§ Written request 1:
Answer these questions about the forum thread on array fill performance:
(a) Which compiler flag made no difference in the contrasting performances?
(b) According to the reply, what two costs does the for loop incur on each step?
(c) What does the foreach loop iterate over the whole array?

§ Text segment:
It would be great to know why there are large differences in performance between these approaches and it would be great to see where array's opSliceAssign (or the equivalent method) for D's native array is implemented. Playing with `-boundscheck` made no difference in the contrasting performances. Thanks.

March 31, 2020

Re: Array fill performance differences between for, foreach, slice

Posted by Steven Schveighoffer
in reply to data pulverizer

Steven Schveighoffer

Posted in reply to data pulverizer

On 3/31/20 5:30 PM, data pulverizer wrote:
> I've observed large differences in timing performance while filling arrays using different methods (for vs foreach vs arr[] = x) and don't know why. I've looked at array.d (https://github.com/dlang/dmd/blob/9792735c82ac997d11d7fe6c3d6c604389b3f5bd/src/dmd/root/array.d) but I'm still none the wiser.

for: you are indexing an array on each step, incurring a bounds check, and also doing a pointer calculation on each access.

foreach: Better, iterates a pointer over the whole array, so it's going to be faster.

§ Written request 2:
Convert every line of the records below into a JSON list of strings, one string per line, with blank lines left out. Omit the pictures.

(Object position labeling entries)
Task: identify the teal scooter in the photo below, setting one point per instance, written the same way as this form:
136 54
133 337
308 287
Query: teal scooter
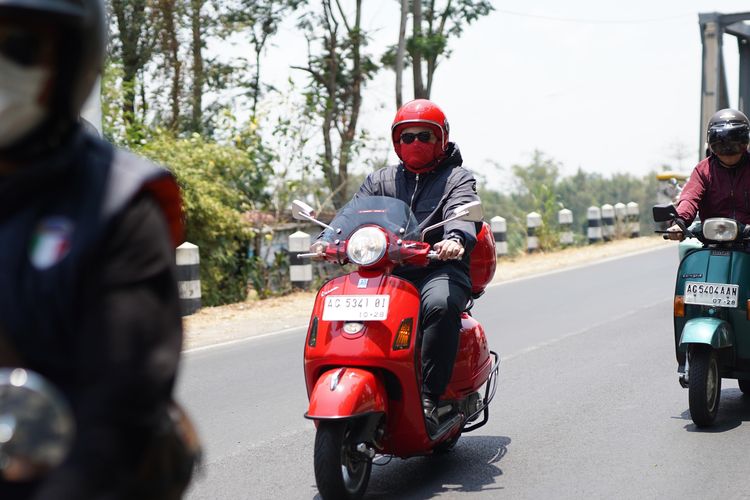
711 311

§ Written solution 1:
(a) `-boundscheck`
(b) A bounds check and a pointer calculation on each access
(c) A pointer

§ Written solution 2:
[
  "Task: identify the teal scooter in the photo below, setting one point per instance, written the same way as this form:",
  "136 54",
  "133 337",
  "308 287",
  "Query: teal scooter",
  "711 311"
]